**What is asked**
Pick out every line of the entries below that contains the string "print", and copy each such line in full.

**Dataset records**
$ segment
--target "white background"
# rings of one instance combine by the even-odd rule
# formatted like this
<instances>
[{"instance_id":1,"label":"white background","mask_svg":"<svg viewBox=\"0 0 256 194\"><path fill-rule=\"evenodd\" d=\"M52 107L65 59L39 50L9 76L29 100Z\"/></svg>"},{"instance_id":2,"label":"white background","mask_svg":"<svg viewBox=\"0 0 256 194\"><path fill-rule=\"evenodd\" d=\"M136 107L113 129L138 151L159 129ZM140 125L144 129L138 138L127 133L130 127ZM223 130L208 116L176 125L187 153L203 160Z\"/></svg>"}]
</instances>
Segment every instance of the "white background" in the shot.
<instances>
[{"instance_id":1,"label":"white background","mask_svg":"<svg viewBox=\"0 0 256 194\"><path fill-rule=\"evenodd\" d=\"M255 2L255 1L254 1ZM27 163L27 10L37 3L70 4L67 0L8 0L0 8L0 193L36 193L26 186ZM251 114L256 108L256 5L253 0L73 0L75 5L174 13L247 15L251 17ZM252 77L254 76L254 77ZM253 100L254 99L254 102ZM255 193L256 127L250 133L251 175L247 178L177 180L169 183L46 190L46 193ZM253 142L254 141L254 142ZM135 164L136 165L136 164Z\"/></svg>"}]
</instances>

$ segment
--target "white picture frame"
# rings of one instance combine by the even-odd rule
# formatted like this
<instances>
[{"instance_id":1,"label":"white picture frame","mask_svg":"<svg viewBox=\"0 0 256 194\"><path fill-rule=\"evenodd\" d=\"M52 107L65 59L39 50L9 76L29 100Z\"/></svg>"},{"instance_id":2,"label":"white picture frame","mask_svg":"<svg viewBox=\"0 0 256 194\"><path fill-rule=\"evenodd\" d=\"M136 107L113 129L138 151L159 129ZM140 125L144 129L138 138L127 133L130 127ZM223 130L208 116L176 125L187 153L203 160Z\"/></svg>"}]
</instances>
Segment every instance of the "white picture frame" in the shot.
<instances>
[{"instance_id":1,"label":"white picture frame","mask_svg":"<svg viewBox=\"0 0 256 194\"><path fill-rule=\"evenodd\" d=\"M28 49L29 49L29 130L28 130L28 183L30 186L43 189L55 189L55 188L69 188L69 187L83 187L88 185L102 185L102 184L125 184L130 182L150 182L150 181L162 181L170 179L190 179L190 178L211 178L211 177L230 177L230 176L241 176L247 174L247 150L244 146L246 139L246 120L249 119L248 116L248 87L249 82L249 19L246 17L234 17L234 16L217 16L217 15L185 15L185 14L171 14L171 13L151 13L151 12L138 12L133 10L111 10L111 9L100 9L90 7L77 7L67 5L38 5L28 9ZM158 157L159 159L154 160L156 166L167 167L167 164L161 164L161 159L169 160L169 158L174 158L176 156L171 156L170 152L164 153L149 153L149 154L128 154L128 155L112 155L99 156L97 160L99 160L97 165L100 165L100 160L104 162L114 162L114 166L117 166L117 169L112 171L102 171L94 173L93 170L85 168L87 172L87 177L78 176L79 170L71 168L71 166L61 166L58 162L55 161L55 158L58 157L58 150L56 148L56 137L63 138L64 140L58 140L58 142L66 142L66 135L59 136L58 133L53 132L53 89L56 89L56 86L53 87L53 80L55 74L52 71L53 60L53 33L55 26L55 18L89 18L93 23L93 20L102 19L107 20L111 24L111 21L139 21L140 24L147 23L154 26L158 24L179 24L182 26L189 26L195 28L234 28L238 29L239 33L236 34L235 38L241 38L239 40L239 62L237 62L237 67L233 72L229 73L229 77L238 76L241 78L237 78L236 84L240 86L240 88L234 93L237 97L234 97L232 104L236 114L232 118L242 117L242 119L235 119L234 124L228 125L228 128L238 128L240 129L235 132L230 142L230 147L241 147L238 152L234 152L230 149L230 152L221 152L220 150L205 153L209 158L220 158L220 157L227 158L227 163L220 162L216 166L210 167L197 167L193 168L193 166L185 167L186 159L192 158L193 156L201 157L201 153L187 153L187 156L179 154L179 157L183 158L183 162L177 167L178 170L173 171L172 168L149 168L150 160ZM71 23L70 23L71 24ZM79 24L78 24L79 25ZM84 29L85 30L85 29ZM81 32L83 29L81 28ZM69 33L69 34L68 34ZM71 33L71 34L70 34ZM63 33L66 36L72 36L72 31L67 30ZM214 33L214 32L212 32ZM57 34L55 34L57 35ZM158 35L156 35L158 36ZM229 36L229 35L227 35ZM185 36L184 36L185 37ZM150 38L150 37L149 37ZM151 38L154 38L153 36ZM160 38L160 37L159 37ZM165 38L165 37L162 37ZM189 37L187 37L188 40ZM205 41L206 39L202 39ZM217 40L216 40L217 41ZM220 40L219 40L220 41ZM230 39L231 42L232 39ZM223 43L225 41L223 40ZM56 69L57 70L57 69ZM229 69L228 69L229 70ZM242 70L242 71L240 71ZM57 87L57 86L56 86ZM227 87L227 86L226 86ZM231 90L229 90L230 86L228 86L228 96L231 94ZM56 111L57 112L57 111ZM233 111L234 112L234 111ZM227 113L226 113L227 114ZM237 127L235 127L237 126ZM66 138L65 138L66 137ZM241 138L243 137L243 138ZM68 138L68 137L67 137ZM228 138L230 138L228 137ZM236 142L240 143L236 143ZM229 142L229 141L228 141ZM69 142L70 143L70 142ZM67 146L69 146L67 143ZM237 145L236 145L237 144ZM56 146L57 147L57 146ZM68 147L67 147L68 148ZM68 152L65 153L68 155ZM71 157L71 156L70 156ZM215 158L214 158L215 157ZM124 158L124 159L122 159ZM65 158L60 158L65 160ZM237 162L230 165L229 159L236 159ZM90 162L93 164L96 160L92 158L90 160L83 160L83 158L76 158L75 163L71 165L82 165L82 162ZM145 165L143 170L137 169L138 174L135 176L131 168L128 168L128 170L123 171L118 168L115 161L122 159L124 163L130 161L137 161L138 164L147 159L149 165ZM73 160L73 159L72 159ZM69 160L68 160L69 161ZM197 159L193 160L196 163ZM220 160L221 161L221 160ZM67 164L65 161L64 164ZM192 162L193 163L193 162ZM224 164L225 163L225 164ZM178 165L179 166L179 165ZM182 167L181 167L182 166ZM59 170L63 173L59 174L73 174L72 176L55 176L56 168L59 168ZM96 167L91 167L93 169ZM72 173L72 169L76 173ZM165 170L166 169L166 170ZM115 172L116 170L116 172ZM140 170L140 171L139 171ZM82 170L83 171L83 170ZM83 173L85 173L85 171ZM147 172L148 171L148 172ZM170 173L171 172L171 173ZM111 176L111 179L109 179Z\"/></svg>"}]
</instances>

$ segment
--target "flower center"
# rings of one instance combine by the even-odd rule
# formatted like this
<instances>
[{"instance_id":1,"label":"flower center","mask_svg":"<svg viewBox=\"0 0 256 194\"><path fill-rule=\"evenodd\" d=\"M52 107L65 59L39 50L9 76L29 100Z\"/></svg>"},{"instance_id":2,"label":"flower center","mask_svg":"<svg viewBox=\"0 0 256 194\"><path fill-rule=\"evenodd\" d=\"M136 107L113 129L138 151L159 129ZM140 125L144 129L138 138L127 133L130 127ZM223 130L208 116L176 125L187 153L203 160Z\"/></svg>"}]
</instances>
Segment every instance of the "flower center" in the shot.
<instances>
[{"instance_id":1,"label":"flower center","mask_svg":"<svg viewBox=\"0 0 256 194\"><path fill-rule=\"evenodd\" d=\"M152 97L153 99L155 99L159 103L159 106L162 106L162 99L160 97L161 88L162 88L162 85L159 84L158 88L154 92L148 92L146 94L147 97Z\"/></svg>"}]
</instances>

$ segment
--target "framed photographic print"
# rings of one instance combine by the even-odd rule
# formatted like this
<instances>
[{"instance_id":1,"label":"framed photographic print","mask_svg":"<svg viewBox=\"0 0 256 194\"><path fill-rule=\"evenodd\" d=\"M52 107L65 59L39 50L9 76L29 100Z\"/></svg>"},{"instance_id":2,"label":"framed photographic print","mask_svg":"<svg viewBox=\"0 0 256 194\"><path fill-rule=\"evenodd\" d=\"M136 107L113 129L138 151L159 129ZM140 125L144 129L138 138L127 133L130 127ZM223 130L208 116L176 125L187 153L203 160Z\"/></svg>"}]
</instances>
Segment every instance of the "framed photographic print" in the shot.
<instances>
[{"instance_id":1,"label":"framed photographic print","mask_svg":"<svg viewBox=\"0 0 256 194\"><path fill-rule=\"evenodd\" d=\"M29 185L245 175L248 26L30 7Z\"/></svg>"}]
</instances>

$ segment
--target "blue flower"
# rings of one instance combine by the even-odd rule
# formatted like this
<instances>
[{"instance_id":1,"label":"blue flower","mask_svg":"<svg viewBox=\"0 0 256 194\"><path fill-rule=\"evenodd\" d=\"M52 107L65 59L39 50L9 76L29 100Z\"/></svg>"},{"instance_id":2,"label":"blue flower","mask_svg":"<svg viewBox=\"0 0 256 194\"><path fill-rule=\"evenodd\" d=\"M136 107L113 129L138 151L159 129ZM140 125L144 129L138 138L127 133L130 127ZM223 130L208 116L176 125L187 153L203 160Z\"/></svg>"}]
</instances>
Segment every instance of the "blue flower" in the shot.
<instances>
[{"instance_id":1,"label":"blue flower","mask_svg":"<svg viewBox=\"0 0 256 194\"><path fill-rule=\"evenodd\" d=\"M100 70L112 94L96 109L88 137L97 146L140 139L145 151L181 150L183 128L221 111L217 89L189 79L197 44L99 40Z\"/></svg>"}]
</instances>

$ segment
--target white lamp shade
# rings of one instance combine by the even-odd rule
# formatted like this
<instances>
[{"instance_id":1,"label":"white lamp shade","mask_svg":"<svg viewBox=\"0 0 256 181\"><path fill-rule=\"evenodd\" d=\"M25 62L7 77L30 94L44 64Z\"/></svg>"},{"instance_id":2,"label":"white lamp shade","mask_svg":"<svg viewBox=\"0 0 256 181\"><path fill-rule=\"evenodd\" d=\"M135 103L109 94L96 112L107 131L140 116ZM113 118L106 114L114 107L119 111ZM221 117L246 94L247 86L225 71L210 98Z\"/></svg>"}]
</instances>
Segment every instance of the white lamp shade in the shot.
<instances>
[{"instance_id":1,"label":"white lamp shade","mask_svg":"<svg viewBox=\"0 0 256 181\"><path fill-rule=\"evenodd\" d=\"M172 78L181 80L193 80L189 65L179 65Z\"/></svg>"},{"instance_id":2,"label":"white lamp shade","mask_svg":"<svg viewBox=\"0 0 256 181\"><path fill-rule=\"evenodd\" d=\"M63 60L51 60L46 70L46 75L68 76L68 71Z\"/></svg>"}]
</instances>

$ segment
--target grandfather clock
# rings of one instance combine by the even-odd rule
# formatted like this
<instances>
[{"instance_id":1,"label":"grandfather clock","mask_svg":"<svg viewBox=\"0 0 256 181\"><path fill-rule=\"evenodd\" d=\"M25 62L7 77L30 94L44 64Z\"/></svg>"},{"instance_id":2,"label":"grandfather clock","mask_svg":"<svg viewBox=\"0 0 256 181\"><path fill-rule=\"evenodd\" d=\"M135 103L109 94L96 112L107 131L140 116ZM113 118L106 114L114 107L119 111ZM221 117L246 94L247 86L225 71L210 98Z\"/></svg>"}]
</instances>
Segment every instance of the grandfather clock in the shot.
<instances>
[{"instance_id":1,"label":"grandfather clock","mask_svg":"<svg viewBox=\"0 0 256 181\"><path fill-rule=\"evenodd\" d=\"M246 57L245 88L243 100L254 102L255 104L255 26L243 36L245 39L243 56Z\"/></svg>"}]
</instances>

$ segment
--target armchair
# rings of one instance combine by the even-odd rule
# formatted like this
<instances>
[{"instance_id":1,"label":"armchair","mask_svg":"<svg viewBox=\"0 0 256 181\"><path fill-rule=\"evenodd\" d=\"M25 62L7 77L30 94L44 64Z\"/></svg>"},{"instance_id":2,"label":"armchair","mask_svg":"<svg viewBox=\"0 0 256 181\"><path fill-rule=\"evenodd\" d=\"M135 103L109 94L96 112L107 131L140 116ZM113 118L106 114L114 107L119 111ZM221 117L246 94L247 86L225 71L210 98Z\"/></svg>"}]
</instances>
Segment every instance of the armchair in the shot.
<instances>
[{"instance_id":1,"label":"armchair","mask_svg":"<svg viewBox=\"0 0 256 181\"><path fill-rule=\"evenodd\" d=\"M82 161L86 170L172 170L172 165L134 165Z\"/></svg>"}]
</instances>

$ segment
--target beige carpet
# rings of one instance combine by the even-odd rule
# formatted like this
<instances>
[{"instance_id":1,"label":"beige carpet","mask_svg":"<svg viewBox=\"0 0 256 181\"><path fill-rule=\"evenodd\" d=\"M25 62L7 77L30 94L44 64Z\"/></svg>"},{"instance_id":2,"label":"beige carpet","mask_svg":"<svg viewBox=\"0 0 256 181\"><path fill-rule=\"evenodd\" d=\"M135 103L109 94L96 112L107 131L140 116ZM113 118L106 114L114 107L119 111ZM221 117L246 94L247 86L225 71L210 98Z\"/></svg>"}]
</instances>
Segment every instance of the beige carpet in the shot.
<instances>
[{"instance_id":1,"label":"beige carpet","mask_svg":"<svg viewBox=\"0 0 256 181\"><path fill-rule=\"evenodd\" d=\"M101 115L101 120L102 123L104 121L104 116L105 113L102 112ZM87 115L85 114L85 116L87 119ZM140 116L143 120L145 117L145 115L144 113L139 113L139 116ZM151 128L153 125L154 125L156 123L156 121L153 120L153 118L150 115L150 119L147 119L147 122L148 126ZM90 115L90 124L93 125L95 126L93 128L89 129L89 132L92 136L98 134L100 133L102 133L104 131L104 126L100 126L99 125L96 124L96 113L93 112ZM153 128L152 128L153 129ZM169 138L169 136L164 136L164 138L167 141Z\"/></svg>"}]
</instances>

**Task output**
--target "framed photographic print"
[{"instance_id":1,"label":"framed photographic print","mask_svg":"<svg viewBox=\"0 0 256 194\"><path fill-rule=\"evenodd\" d=\"M52 107L65 59L39 50L9 76L29 100Z\"/></svg>"},{"instance_id":2,"label":"framed photographic print","mask_svg":"<svg viewBox=\"0 0 256 194\"><path fill-rule=\"evenodd\" d=\"M136 107L113 129L138 151L159 129ZM140 125L144 129L138 138L127 133L130 127ZM223 130L208 116L176 125L187 153L203 160Z\"/></svg>"}]
Segment every instance of the "framed photographic print" in the shot.
[{"instance_id":1,"label":"framed photographic print","mask_svg":"<svg viewBox=\"0 0 256 194\"><path fill-rule=\"evenodd\" d=\"M29 185L245 175L248 26L30 7Z\"/></svg>"}]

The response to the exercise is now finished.